# The problem
Shift every coordinate in the answer points up by 93, leaving the sample points in the requests unchanged, and write out in full, requests included, only the rows from the line containing "Where can the grassy" through the last line of the rows, inclusive.

═════ Dataset content ═════

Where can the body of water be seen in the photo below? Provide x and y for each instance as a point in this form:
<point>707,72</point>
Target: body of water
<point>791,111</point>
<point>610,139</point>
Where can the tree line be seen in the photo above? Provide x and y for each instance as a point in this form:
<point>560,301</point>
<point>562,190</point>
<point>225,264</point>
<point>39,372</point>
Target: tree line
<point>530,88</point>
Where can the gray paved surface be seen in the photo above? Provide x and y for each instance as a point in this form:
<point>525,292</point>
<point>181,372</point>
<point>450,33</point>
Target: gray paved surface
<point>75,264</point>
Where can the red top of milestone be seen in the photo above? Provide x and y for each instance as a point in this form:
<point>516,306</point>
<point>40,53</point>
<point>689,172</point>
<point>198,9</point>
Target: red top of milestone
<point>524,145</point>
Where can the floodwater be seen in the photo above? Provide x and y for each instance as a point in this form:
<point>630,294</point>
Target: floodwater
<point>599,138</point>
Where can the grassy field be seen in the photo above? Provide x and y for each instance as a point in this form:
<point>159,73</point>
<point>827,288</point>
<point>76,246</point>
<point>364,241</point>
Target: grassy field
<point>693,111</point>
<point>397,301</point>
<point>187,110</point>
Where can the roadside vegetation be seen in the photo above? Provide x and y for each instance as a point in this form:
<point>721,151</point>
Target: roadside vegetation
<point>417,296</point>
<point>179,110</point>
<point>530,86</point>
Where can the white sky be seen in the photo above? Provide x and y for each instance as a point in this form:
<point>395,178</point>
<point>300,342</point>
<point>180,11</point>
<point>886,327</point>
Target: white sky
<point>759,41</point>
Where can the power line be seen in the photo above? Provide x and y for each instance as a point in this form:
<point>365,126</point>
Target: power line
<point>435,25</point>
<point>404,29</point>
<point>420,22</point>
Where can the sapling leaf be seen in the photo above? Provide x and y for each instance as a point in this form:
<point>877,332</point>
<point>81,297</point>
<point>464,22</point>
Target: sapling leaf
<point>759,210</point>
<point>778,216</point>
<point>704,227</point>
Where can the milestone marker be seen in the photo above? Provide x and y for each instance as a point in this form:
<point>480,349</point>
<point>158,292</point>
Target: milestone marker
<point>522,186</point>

═════

# Problem solution
Where can the grassy field be seen in the photo above? Provide x and y for each instance as a point in this form:
<point>159,73</point>
<point>827,288</point>
<point>76,246</point>
<point>364,241</point>
Target: grassy field
<point>786,204</point>
<point>490,394</point>
<point>280,203</point>
Where can the roadside vegetation be seen in the photo above? Provide x and y for each instance as a point in this form:
<point>721,151</point>
Target: roadside vegetation
<point>510,389</point>
<point>272,203</point>
<point>623,179</point>
Where can the white sky be seen in the photo above? Provide x and y for each instance as a point in this form:
<point>395,178</point>
<point>300,342</point>
<point>180,11</point>
<point>886,327</point>
Target: white sky
<point>852,134</point>
Where can the power line be seen in the photo above? Provide x and y for each instance as a point in this form:
<point>365,126</point>
Target: power line
<point>528,118</point>
<point>497,122</point>
<point>513,115</point>
Where can the sapling leaf be seen in the photo above? Provide x and y for each instance as a point in this form:
<point>877,332</point>
<point>81,297</point>
<point>464,22</point>
Target: sapling leaf
<point>852,303</point>
<point>871,309</point>
<point>797,320</point>
Where can the milestone marker be seen in the photo above? Provide x and y for each instance as a point in this form:
<point>480,349</point>
<point>158,292</point>
Target: milestone marker
<point>615,279</point>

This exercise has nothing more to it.